§ **TASK A**:
In the pharmaceutical packaging passage, what overall equipment effectiveness range is given for soft drinks or beer?
§ **TASK B**:
Please pick up the pharmaceutical packaging passage after its final sentence and write what comes next.

Half a decade later, these same issues are still front and center, illustrated during our third-annual live event, the Pharmaceutical Packaging Forum, held in Philadelphia April 14-15.

Overall equipment effectiveness (OEE), from what I keep hearing, languishes in the 20 to 40% range, compared to 70 to 80% for soft drinks or beer. There are some exceptions, particularly in the case of high-output over-the-counter lines.

Package design, in terms of both form and function, trails 10 years or more behind food, beverage, health and beauty segments—hampered by the lack of ethnographic research (how the package is used in the field)--from storage and transportation to how the closure dispenses, etc.

We still talk track and trace and RFID, now adding a material's unique “DNA” footprint as yet another way to provide supply chain security. However, the consumer's interaction with the package to determine if it is genuine is not touched on, nor is unique serialization's complexity of a master database (where the new counterfeiters will be software hacks) instead of copycats.

I've got to believe we are years away from a cell phone scanning codes to crosscheck in a master file if the unique number (or structure) has been duplicated. Moms and Dads and Doctors without borders are still administering medications with no practical means of proving any pedigree, as Cortegra's Narendra Srivatsa told the PPF audience.

§ **EXERCISE DATA**:
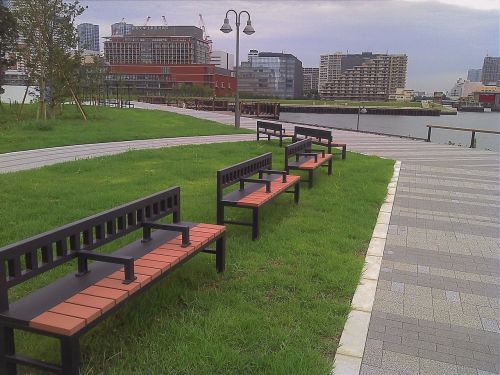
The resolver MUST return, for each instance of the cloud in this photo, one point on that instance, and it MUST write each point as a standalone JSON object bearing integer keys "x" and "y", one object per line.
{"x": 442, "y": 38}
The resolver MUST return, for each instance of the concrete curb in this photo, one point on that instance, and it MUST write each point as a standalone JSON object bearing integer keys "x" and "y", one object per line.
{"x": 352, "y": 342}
--
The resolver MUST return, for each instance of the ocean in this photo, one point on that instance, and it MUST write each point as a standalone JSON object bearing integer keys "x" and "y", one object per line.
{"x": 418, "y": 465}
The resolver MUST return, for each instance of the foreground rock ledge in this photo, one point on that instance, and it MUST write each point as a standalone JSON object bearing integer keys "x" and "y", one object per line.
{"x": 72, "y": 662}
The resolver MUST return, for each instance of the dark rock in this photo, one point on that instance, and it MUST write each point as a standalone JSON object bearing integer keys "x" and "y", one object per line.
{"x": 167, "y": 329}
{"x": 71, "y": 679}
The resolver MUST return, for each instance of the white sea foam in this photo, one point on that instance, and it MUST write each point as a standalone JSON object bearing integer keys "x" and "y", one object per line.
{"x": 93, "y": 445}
* * *
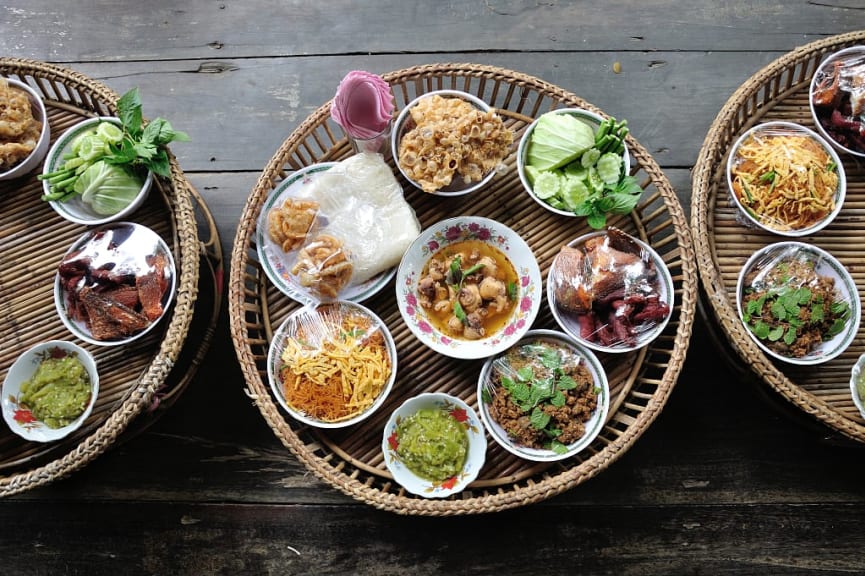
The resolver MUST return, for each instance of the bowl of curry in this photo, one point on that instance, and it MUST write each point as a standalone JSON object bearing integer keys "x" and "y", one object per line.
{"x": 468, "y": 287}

§ **EXERCISE RESULT A**:
70 to 80%

§ **EXERCISE RESULT B**:
Pat Reynolds, Packaging World's editor, talks about a new era of collaboration between players in the supply chain in his May Packaging World magazine editorial. We have touted this community approach from day one at Healthcare Packaging, and we're seeing a similar collaborative trend developing in pharmaceutical packaging circles.

Körber Medipak Group held an open house in Clearwater, FL, on March 12-13 that focused on this same topic of collaboration, including the extra effort of having end-user partners participate; companies like Teva talking about lean packaging, small lot blister packaging with Omnicare and GSKBio talking about a vaccine packaging project.

Each is an example of unique collaboration between partners that includes less emphasis on speed of lines, but maximum focus on flexibility and modularity, even leaving “open spaces” in a machine's design so modules for track-and-trace features can be added at a later date—anticipating future use of the machine.

Körber Medipak's president, Gerhard Breu, opened the day citing current trends in pharmaceutical packaging, including site consolidation, which introduces challenges such as complex product portfolios coupled with complex package portfolios, shorter delivery cycles, and a reduction in working capital. “Only a true two-way partnership can lead to sustainable success,” said Breu. “And a solid financial partner is key.”

Both our Pharmaceutical Packaging Forum and Körber Medipak's Open House featured end users, contract packagers, and suppliers working together to move forward, but events like these are rare and progress is slow. The pharmaceutical community sometimes appears apathetic—low turnout at events such as Healthcare Compliance Council meetings.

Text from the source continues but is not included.